SOURCE DOCUMENT:
Upon a farm that is no mare a farm
And in a town that is no more a town. 
The road there, if you'll let a guide direct you
Who only has at heart your getting lost,
May seem as if it should have been a quarry-
Great monolithic knees the former town
Long since gave up pretense of keeping covered.
-Robert Frost Directive

I don't remember anymore where the idea came from... I think I heard something on NPR that made me think about people relying on GPS and not knowing anymore how to read/use maps. So tangentially related to that idea I thought of going on a road trip where I had to take at least three highways and travel about two hours each time to end up... somewhere. Then once there I could look up what was in the area to explore. It would make me explore or learn about some place to which I never would have thought of going. 



Thursday a co-worker asked what we were doing this weekend and we said nothing because we were dog sitting my Mom's dog. He was surprised and responded that we are always going places. So after leaving the bar, when all the best decisions are made, we decided to try out this road trip idea. We already would have Gypsy Rover so we needed dog friendly locations anyway why would one more dog change things. 








One of the greatest things about Nashville is the amount of large interstate highways that circle it. We have so many starting points. This trip we started out by traveling south on I-65 towards Alabama. That would at least get us a good distance to start with. At the Alabama border we stopped to stretch and walk the dogs and see the Saturn 1B rocket that greets visitors to "Sweet Home Alabama."  I've already known about this for awhile and every time I pass by I stop and check it out because it is awesome. The rocket was developed in Huntsville, Alabama and 9 of the 12 rockets were used to support the Apollo and other missions.

INPUT DATA:
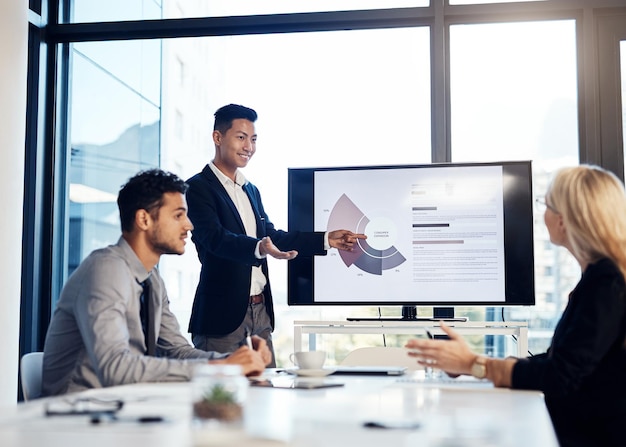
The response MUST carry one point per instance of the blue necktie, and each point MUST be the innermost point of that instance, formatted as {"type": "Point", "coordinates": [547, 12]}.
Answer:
{"type": "Point", "coordinates": [147, 319]}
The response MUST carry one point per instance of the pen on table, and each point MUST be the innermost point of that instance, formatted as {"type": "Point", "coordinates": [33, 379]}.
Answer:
{"type": "Point", "coordinates": [248, 340]}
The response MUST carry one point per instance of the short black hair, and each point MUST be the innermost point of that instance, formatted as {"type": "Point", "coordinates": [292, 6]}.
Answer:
{"type": "Point", "coordinates": [225, 115]}
{"type": "Point", "coordinates": [144, 191]}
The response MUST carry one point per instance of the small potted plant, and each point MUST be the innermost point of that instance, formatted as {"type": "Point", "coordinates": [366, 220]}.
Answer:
{"type": "Point", "coordinates": [218, 403]}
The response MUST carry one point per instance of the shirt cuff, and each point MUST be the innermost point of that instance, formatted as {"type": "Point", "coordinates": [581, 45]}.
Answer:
{"type": "Point", "coordinates": [257, 252]}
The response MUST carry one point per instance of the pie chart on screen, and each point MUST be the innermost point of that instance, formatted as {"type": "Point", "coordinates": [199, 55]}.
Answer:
{"type": "Point", "coordinates": [377, 252]}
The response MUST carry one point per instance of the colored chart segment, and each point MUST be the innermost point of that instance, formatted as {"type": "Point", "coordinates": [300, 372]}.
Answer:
{"type": "Point", "coordinates": [370, 258]}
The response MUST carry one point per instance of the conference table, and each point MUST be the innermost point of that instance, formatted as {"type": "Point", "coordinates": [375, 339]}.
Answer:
{"type": "Point", "coordinates": [362, 411]}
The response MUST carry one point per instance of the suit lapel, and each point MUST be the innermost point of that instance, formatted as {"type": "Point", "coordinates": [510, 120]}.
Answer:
{"type": "Point", "coordinates": [215, 183]}
{"type": "Point", "coordinates": [256, 207]}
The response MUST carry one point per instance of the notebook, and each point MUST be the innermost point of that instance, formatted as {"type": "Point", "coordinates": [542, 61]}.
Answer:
{"type": "Point", "coordinates": [371, 370]}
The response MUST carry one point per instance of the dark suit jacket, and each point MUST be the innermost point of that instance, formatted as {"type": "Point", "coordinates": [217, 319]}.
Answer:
{"type": "Point", "coordinates": [227, 254]}
{"type": "Point", "coordinates": [583, 374]}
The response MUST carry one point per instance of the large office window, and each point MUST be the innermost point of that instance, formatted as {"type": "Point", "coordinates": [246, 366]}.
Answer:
{"type": "Point", "coordinates": [623, 84]}
{"type": "Point", "coordinates": [349, 89]}
{"type": "Point", "coordinates": [114, 10]}
{"type": "Point", "coordinates": [328, 98]}
{"type": "Point", "coordinates": [114, 111]}
{"type": "Point", "coordinates": [513, 91]}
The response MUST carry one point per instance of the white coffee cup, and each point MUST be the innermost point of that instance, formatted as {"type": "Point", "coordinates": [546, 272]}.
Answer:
{"type": "Point", "coordinates": [308, 359]}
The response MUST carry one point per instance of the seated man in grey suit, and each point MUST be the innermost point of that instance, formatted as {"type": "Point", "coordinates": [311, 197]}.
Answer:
{"type": "Point", "coordinates": [112, 324]}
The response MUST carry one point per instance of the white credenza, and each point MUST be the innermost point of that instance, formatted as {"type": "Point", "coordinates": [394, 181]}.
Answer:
{"type": "Point", "coordinates": [312, 328]}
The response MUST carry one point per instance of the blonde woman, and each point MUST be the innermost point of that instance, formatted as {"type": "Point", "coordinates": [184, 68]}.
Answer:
{"type": "Point", "coordinates": [583, 373]}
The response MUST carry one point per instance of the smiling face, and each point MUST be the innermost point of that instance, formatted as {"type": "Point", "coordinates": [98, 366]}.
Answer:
{"type": "Point", "coordinates": [235, 147]}
{"type": "Point", "coordinates": [171, 225]}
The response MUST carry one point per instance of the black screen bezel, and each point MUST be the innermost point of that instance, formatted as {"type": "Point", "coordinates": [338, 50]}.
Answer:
{"type": "Point", "coordinates": [518, 236]}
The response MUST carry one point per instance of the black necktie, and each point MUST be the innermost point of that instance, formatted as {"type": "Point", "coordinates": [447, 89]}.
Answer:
{"type": "Point", "coordinates": [147, 319]}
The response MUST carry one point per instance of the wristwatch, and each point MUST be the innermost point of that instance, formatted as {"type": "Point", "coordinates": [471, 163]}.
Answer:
{"type": "Point", "coordinates": [479, 367]}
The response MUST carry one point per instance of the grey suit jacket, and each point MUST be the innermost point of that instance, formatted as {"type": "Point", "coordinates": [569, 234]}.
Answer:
{"type": "Point", "coordinates": [95, 337]}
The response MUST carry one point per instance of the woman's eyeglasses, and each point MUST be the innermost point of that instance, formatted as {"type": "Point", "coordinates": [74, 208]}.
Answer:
{"type": "Point", "coordinates": [84, 406]}
{"type": "Point", "coordinates": [542, 205]}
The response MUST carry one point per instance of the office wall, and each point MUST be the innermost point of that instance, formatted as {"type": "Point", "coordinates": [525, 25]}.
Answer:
{"type": "Point", "coordinates": [13, 54]}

PROBLEM STATEMENT: Could you quote the road trip post from "The road there, if" up to and including "of keeping covered."?

RESPONSE BOX:
The road there, if you'll let a guide direct you
Who only has at heart your getting lost,
May seem as if it should have been a quarry-
Great monolithic knees the former town
Long since gave up pretense of keeping covered.